## WORK INSTRUCTIONS
A. In the text on combining tegafur with uracil, what is the molar ratio of tegafur to uracil in UFT?
B. Output the part of the tegafur and uracil text that begins at the words "1. Potentiation of" and stops after "effects of UFT.", copying it word for word.

== SOURCE TEXT

Scientific Basis for the Combination of Tegafur With Uracil

ABSTRACT: Fujii et al reported that Uracil potentiated the antitumor activity of fluorouracil (5-FU) and 1-(2-tetrahydrofuryl)-5-fluorouracil (tegafur). This effect was due to inhibition of the degradation of 5-FU, yet the phosphorylation of 5-FU was unaffected. The molar ratio of tegafur and uracil was 1:4, a combination that has since been widely prescribed in Japan for the treatment of cancer patients. We present here our experimental and clinical results when investigating the antineoplastic effects of this combination of drugs—known as UFT—and provide evidence that UFT is an effective treatment for patients with cancer. [ONCOLOGY 11(Suppl 10):14-21, 1997]


Introduction

Fluorouracil (5-FU) and its derivatives have been widely used, either alone, or in combination with other drugs, for the treatment of patients with advanced gastric cancer. However, 5-FU degrades rapidly after coming into contact with dihydrouracil dehydrogenase (EC 1.3.1.2) (mainly produced in the liver) and is subsequently excreted in the urine as a-fluoro-b-alanine.[1] UFT, a combination of 1-(2-tetrahydrofuryl)-5-fluorouracil (tegafur) and uracil at a molar ratio of 1:4 developed by Fujii and colleagues,[2,3] allows for:

  1. Potentiation of 5-fluorouracil’s antitumor activity by biochemical modulation.
  2. High antitumor effect with few side effects due to the tumor selectivity of 5-FU.
  3. Oral administration for outpatient delivery.

The antineoplastic mechanism of action of UFT is illustrated in Figure 1. Tegafur is metabolized primarily in liver microsomes to 5-FU. 5-FU then undergoes one of two processes: it is either (1) phosphorylated to fluoro-nucleotides, which inhibit RNA and DNA syntheses in tumor cells, or (2) it is degraded to fluoro-ureidopropionic acid and a-fluoro-b-alanine by dihydrouracil dehydrogenase in the liver. The uracil component of UFT inhibits 5-FU degradation, thereby potentiating the antineoplastic pathway. This report describes our experimental and clinical data on the antineoplastic effects of UFT.

====
== DATASET RECORDS

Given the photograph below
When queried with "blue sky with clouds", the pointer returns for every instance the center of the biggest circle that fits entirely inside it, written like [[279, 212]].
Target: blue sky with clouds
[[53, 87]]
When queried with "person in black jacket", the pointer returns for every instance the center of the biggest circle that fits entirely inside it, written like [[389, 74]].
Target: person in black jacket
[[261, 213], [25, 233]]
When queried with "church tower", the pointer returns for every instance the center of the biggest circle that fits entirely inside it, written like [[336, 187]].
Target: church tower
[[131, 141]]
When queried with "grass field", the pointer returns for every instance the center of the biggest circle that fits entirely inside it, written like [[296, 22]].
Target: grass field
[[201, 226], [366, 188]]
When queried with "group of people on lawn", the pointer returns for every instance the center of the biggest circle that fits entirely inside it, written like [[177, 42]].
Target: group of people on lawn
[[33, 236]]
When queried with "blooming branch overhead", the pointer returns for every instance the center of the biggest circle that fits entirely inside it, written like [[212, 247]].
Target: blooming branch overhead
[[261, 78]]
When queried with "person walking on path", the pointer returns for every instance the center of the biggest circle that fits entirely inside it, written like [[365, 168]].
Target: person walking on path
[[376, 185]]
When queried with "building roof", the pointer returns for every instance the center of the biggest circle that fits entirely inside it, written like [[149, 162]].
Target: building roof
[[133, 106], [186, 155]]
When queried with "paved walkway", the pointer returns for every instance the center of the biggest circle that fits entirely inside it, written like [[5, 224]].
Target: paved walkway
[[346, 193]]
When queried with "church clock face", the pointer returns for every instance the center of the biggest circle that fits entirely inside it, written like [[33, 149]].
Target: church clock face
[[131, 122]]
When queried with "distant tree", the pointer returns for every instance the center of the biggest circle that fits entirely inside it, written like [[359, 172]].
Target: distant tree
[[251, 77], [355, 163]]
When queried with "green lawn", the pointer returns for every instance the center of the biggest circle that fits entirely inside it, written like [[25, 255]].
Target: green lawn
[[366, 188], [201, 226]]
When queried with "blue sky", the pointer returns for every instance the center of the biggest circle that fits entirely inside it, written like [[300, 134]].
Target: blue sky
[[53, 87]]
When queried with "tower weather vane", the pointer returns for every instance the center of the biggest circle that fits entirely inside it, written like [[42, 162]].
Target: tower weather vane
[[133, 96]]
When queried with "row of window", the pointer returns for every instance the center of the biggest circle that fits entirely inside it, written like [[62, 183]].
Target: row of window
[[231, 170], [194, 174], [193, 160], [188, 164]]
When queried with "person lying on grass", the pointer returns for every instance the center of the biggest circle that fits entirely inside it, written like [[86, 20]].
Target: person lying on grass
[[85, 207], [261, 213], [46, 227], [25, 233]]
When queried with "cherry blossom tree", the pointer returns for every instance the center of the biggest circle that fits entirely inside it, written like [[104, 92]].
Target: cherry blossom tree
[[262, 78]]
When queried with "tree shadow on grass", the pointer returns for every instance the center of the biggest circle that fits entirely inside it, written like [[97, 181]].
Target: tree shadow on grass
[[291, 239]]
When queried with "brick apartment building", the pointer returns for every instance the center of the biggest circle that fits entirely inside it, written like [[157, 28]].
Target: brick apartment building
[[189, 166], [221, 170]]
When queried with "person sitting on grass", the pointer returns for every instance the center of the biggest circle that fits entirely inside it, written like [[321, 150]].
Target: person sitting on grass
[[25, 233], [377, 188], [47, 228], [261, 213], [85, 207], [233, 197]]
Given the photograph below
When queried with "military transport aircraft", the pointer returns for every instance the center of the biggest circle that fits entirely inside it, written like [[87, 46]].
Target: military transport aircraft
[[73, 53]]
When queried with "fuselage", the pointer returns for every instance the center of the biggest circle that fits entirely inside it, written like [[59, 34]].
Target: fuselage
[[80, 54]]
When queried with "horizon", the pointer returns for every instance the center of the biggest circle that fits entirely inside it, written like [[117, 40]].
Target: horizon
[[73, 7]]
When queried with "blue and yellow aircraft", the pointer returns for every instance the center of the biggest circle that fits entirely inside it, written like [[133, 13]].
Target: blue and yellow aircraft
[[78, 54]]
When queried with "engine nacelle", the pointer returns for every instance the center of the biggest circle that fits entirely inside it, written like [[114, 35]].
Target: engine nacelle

====

## EXPECTED RESULTS
A. 1:4

B.
1. Potentiation of 5-fluorouracil’s antitumor activity by biochemical modulation.
  2. High antitumor effect with few side effects due to the tumor selectivity of 5-FU.
  3. Oral administration for outpatient delivery.

The antineoplastic mechanism of action of UFT is illustrated in Figure 1. Tegafur is metabolized primarily in liver microsomes to 5-FU. 5-FU then undergoes one of two processes: it is either (1) phosphorylated to fluoro-nucleotides, which inhibit RNA and DNA syntheses in tumor cells, or (2) it is degraded to fluoro-ureidopropionic acid and a-fluoro-b-alanine by dihydrouracil dehydrogenase in the liver. The uracil component of UFT inhibits 5-FU degradation, thereby potentiating the antineoplastic pathway. This report describes our experimental and clinical data on the antineoplastic effects of UFT.